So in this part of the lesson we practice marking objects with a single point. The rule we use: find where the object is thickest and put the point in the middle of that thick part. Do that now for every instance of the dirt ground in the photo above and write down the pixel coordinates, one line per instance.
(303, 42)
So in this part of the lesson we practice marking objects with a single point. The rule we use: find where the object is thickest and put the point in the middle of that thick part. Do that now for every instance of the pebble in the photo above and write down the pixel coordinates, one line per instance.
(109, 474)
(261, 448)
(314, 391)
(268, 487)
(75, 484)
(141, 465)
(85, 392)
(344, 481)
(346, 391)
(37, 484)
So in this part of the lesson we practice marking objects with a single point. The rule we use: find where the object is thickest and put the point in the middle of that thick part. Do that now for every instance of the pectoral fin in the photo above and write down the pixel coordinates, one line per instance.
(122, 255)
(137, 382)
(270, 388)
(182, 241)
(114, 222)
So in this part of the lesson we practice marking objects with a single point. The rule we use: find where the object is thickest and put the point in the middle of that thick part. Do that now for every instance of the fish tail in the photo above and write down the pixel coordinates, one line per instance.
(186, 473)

■ Exercise:
Output the entries above exactly, please, with nothing dropped.

■ Finished exercise:
So in this part of the lesson we practice marking objects with a single point. The rule we use: find where the object is thickest and put the point in the middle of that thick part. Do that now for every instance of the dirt ground in the photo above and write down the pixel coordinates, one line per instance.
(303, 42)
So in this part of the lesson we practice marking objects with a single point. The rule we use: find where the object is thickest and put the point in the middle of that thick part. Do that now for every instance of the pebble in the photo above and write down the pixel coordinates, one line per instance.
(109, 474)
(261, 448)
(314, 391)
(268, 487)
(75, 484)
(141, 465)
(85, 392)
(344, 481)
(346, 391)
(37, 484)
So in this part of the lesson we practice marking objects with a single point. The rule we use: find where the object is thickest and put the point in the middle of that thick part. Do that now for every instance of the pectoral fin in the photo above and write down the pixel coordinates, one line per instance.
(122, 255)
(137, 382)
(270, 388)
(182, 241)
(114, 222)
So in this part of the lesson we practice marking objects with a single point. The rule we use: find where the object is thickest and put the point in the middle of that thick part. Do that now for every instance of the fish tail in the photo above and write down the pixel coordinates, one line per instance.
(186, 473)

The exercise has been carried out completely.